= TASK TO COMPLETE =
Leaving out the images, return the data below exactly as it is written.

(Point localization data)
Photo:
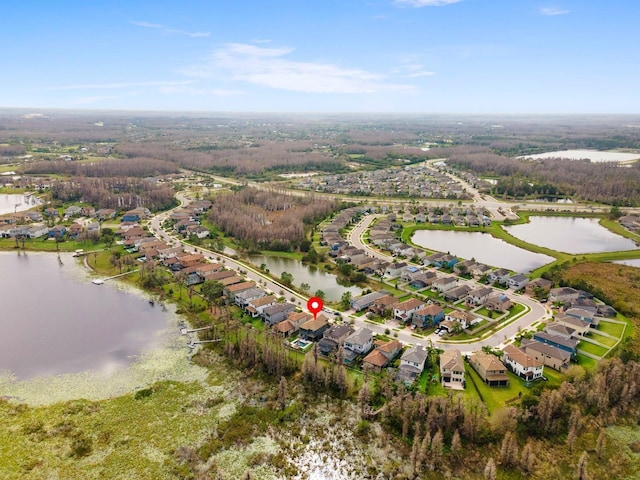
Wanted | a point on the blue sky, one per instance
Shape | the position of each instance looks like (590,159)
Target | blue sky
(423,56)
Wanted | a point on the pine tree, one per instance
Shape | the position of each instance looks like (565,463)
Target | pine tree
(490,470)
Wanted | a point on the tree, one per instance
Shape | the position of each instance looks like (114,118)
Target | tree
(581,472)
(345,300)
(282,393)
(286,278)
(490,470)
(211,291)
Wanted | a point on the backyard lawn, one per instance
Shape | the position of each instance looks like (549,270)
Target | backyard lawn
(494,397)
(593,349)
(611,328)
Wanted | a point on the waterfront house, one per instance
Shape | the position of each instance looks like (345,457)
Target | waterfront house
(491,370)
(452,369)
(382,354)
(427,316)
(526,367)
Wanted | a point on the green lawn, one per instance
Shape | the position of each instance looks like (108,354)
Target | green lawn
(609,342)
(611,328)
(516,309)
(593,349)
(494,397)
(587,362)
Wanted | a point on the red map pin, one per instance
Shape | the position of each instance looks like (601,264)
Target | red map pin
(315,304)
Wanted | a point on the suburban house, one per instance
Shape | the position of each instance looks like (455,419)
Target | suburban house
(479,295)
(58,231)
(383,304)
(202,269)
(278,312)
(518,281)
(105,214)
(382,354)
(256,307)
(333,338)
(464,267)
(411,364)
(395,269)
(445,284)
(452,369)
(457,293)
(292,323)
(403,311)
(232,290)
(549,355)
(423,279)
(501,275)
(498,302)
(582,314)
(359,342)
(491,370)
(431,259)
(313,330)
(465,319)
(567,344)
(480,270)
(541,285)
(555,328)
(427,316)
(73,211)
(580,327)
(365,301)
(563,294)
(242,299)
(521,364)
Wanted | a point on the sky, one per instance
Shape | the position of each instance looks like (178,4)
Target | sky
(382,56)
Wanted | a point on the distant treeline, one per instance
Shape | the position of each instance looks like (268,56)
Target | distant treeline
(113,167)
(267,219)
(582,180)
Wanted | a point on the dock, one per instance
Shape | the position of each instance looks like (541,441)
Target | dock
(100,281)
(184,330)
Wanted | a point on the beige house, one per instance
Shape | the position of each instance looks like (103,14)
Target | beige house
(491,370)
(452,369)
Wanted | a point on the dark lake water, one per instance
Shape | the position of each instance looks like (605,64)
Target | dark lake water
(482,247)
(55,321)
(16,202)
(317,279)
(570,235)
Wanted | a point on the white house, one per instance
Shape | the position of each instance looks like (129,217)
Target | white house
(522,364)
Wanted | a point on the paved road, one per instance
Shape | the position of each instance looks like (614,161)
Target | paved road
(536,311)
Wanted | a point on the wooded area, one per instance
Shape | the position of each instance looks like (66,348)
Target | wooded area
(268,219)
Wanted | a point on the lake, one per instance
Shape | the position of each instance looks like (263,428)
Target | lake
(316,278)
(570,234)
(55,321)
(482,247)
(10,203)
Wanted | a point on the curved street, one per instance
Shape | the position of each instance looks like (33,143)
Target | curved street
(536,311)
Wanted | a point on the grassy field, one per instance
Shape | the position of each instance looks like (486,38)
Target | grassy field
(133,436)
(593,349)
(494,397)
(611,328)
(609,342)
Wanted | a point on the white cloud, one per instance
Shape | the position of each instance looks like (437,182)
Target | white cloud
(167,30)
(269,67)
(425,3)
(552,11)
(110,86)
(195,91)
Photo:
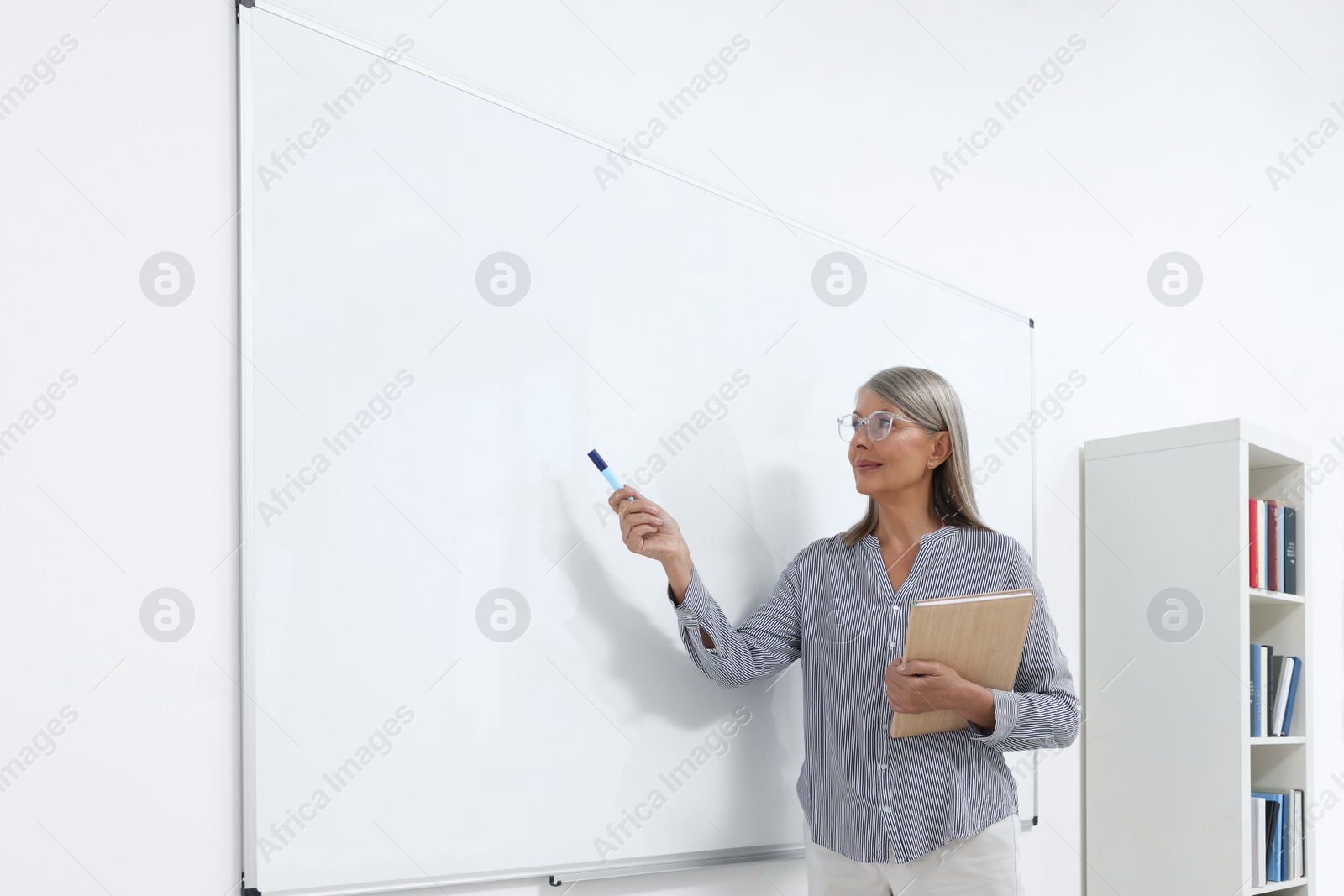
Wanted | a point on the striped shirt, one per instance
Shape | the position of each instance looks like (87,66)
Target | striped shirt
(869,795)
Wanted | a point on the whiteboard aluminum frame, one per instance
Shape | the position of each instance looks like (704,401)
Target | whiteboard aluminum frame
(246,382)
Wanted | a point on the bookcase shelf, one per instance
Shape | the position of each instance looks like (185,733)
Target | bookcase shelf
(1261,598)
(1274,886)
(1168,621)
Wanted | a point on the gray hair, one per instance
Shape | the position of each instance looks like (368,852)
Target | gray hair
(931,401)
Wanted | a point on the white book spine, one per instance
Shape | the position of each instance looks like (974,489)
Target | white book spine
(1263,685)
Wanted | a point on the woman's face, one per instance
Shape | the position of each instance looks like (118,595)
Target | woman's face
(897,463)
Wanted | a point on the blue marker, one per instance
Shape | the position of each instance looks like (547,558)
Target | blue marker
(605,470)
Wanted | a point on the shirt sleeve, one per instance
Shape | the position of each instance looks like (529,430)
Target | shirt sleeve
(766,641)
(1042,710)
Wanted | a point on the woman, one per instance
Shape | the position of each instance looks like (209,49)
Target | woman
(913,815)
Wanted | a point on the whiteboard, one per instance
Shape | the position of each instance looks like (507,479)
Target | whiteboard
(454,668)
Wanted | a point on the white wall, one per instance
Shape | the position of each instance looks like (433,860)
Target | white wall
(1156,139)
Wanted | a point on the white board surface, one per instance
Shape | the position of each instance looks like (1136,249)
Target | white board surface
(416,452)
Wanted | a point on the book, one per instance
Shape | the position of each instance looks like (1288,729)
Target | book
(1292,694)
(1292,831)
(1281,673)
(1267,654)
(1256,692)
(1261,544)
(1290,550)
(981,636)
(1272,546)
(1276,819)
(1254,543)
(1258,841)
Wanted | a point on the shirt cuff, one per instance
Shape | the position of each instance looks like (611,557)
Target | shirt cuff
(1005,719)
(692,613)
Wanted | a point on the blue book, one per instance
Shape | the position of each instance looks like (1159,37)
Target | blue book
(1256,696)
(1277,836)
(1292,694)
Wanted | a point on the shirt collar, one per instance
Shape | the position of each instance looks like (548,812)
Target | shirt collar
(929,537)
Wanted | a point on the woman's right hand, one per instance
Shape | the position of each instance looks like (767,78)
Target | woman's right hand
(647,528)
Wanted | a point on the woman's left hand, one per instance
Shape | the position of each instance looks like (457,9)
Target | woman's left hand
(924,685)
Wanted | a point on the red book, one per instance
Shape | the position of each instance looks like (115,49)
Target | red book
(1272,546)
(1254,548)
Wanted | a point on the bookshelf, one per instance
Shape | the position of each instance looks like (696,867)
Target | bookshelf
(1168,758)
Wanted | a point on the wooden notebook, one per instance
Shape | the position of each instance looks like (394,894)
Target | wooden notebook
(981,636)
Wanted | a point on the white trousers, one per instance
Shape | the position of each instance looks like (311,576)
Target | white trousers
(984,864)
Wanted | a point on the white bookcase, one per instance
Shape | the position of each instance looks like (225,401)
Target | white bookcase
(1168,758)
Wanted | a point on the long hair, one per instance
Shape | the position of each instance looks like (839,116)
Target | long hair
(931,401)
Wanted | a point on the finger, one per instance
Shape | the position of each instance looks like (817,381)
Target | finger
(638,506)
(649,519)
(615,499)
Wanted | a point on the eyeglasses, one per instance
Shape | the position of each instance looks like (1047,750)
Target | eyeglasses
(879,425)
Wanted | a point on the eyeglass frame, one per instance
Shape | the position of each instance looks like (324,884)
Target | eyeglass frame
(864,423)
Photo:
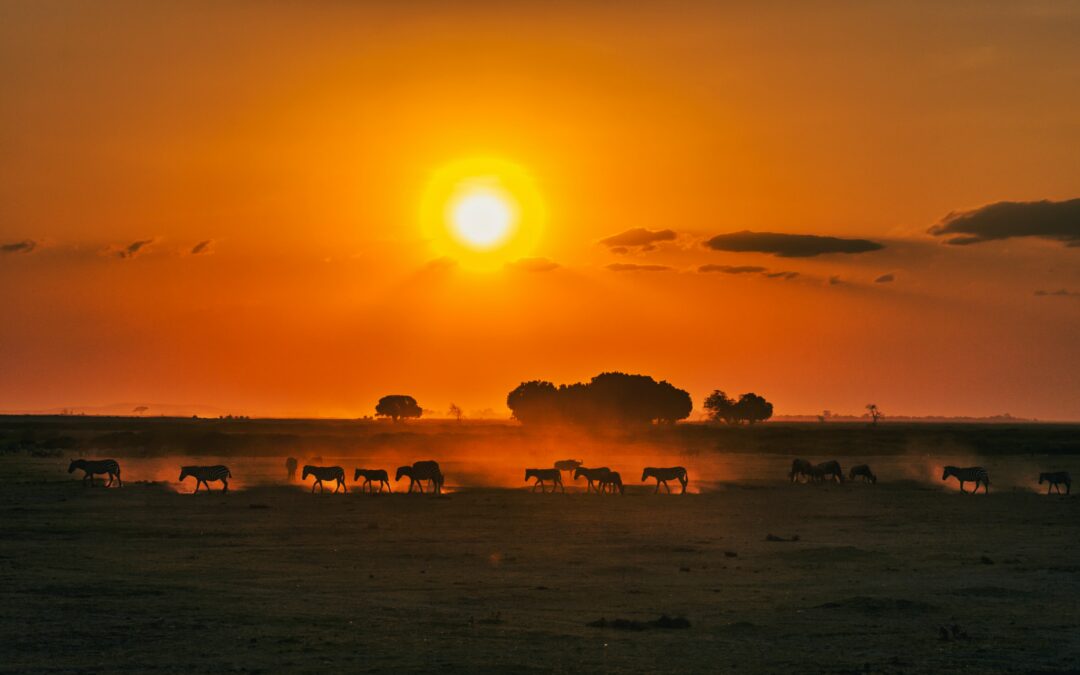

= ANSWER TO THIS TASK =
Photo:
Wanted | a point on the blue sky, one per instance
Shape | the position of each instance looks like (590,159)
Target | blue sky
(423,56)
Wanted | a point on the pine tree, one per instance
Shape | the position of each instance looks like (565,463)
Target | pine tree
(490,470)
Wanted | a point on the tree, one per instance
Shape | the position of each instance looks like (114,118)
Target | tree
(581,472)
(345,300)
(282,393)
(286,278)
(490,470)
(211,291)
Wanted | a point on the backyard lawn, one per instance
Shape | the position of each instance looks like (549,270)
Target | backyard lawn
(494,397)
(593,349)
(611,328)
Wanted | a point on the waterfront house, one per instance
Shape | the position of each instance looks like (345,457)
Target | waterfront house
(491,370)
(452,369)
(382,354)
(427,316)
(526,367)
Wanted | a point on the green lawn, one per instance
Shape | the position of each instance looks like (108,354)
Target | green lawn
(609,342)
(611,328)
(516,309)
(593,349)
(494,397)
(587,362)
Wanted | a point on the red map pin, one per instance
Shape | the position of each instance looks like (601,264)
Target | red map pin
(315,304)
Wanted | a point on the suburban house, one per instance
Shape | the position of each instance looks like (455,419)
Target | suburban house
(479,295)
(58,231)
(383,304)
(202,269)
(278,312)
(518,281)
(105,214)
(382,354)
(256,307)
(333,338)
(464,267)
(411,364)
(395,269)
(445,284)
(452,369)
(457,293)
(292,323)
(403,311)
(232,290)
(549,355)
(423,279)
(501,275)
(498,302)
(582,314)
(359,342)
(491,370)
(431,259)
(313,330)
(465,319)
(567,344)
(480,270)
(541,285)
(555,328)
(427,316)
(73,211)
(580,327)
(365,301)
(563,294)
(242,299)
(521,364)
Wanted | a point on the sky, one per instance
Shape | the position of each instance looks like (178,4)
Target | sky
(382,56)
Wanted | a point on the distant treeline, one per instance
Shape | the position of each instance looks like (268,56)
Target | distant treeline
(113,167)
(267,219)
(582,180)
Wanted | a point on the dock, one per instance
Shape | the position of each instance looks like (541,441)
Target | dock
(100,281)
(184,330)
Wanted | a point on the beige house, one per instance
Shape | the position of each instance looks like (103,14)
Target | beige house
(491,370)
(452,369)
Wanted | a point on the dark lake water, one per instance
Shape | the position of each instance looks like (605,64)
Target | dark lake water
(482,247)
(55,321)
(16,202)
(317,279)
(570,235)
Wanted | a point on the white house, one per instance
Shape | the position of each instance looks like (129,217)
Target | white house
(522,364)
Wanted | a point on the paved road, one per instance
Shape | the position of each instance looks like (614,161)
Target | paved road
(536,311)
Wanted | a point on the wooded area, one per instance
Shape | the position of each instance looks like (66,348)
Target | wooded area
(268,219)
Wanted | a point on the lake, one per instance
Shape | the position of each instance looks like (263,428)
Target | lake
(316,278)
(570,234)
(55,321)
(482,247)
(10,203)
Wanted | a point on the curved street, one per instance
Shape | the position of each instance looks like (33,143)
Target | curved street
(536,311)
Wanted | a point on the grassy field, one per instance
Shape | the position of each instance looks like (486,38)
Target | grassy field
(133,436)
(593,349)
(494,397)
(611,328)
(609,342)
Wanted | a point on the white cloud, one per instance
Shape | the position of each instance looks like (437,182)
Target | white cloud
(167,30)
(269,67)
(425,3)
(552,11)
(110,86)
(195,91)
Photo:
Wanted | a point on the striped shirt, one per instance
Shape | the position of each instance looks like (87,66)
Target | striped shirt
(869,795)
Wanted | a point on the whiteboard aluminum frame, one per instance
Shape | the position of each instance looks like (704,401)
Target | whiteboard aluminum frame
(246,382)
Wanted | a point on the bookcase shelf, one per instance
Shape | the position of each instance looks like (185,733)
Target | bookcase shelf
(1261,598)
(1274,886)
(1168,621)
Wanted | a point on the gray hair, one per instance
Shape | the position of each instance looks like (368,852)
Target | gray hair
(931,401)
Wanted | a point on the white book spine, one per instance
Shape | the position of each instance looks like (974,489)
Target | white book spine
(1263,685)
Wanted | a point on the woman's face, one per instance
Shape | the position of each instance looks like (118,595)
Target | woman's face
(897,463)
Wanted | a point on the blue marker, one per instance
Shape | the position of each instance looks like (547,558)
Target | blue marker
(605,470)
Wanted | a point on the shirt sleeve, one per instance
Shape | the position of each instance looks like (529,430)
Target | shirt sleeve
(766,641)
(1042,710)
Wanted | a point on the woman, one per instance
Shape | the position of each instance looks like (209,49)
Target | woman
(913,815)
Wanted | a point on the whiteboard, one per instance
Shape | the position of each instance looks like (507,479)
Target | whiteboard
(454,668)
Wanted | a point on the white wall, one per instance
Shape | the position of each instance looks like (433,860)
Target | white wall
(1156,139)
Wanted | a point on the white board surface, one per instance
Shape | the position of each instance looks like (1136,249)
Target | white board surface
(416,452)
Wanted | a point on the book, one per instance
Shape | the position of each instance looks like (1288,729)
Target | book
(1292,694)
(1292,831)
(1281,673)
(1267,654)
(1256,692)
(1261,544)
(1290,550)
(981,636)
(1272,546)
(1276,819)
(1254,543)
(1258,841)
Wanted | a point on the shirt cuff, one per instance
Shape | the position of each instance looks like (611,557)
Target | shirt cuff
(1005,719)
(692,613)
Wanted | a point on the blue book, one per instance
Shape | the position of each instance looks like (1159,37)
Target | blue book
(1256,696)
(1277,836)
(1292,694)
Wanted | a point on the shirt collar, one per instance
Shape | the position of each instance looks like (548,812)
Target | shirt collar
(929,537)
Wanted | a point on the woman's right hand, one per instance
Shape | the position of each instance looks like (767,78)
Target | woman's right hand
(647,528)
Wanted | a point on the woman's left hand, one per instance
Shape | the position of each instance looks like (457,9)
Target | woman's left hand
(924,685)
Wanted | a point on the red book, one per instance
Shape | the position of each instance looks like (115,49)
Target | red book
(1272,546)
(1254,548)
Wanted | a point on the bookshelf, one per instance
Shape | the position of each instance looks like (696,867)
Target | bookshelf
(1168,758)
Wanted | a point on the wooden notebook, one per instance
Shape | the position of each instance looks like (394,894)
Target | wooden notebook
(981,636)
Wanted | a point on the white trousers, one per instance
Shape | the position of each instance looks like (311,576)
Target | white trousers
(984,864)
Wanted | a point on the white bookcase, one per instance
Shape | the position of each instance looks like (225,401)
Target | white bookcase
(1168,758)
Wanted | a point on the long hair, one per instance
Shape | the position of each instance looks like (839,116)
Target | long hair
(931,401)
Wanted | a point on the finger, one per instance
Shape | the position of each instance looks like (817,381)
Target | finger
(638,506)
(649,519)
(615,499)
Wanted | a point on the eyeglasses, one per instance
Shape | the position of each instance looks like (1047,750)
Target | eyeglasses
(879,425)
Wanted | a point on the eyeglass frame, one per instance
Shape | the position of each instance looks like (324,884)
Target | eyeglass frame
(864,423)
Photo:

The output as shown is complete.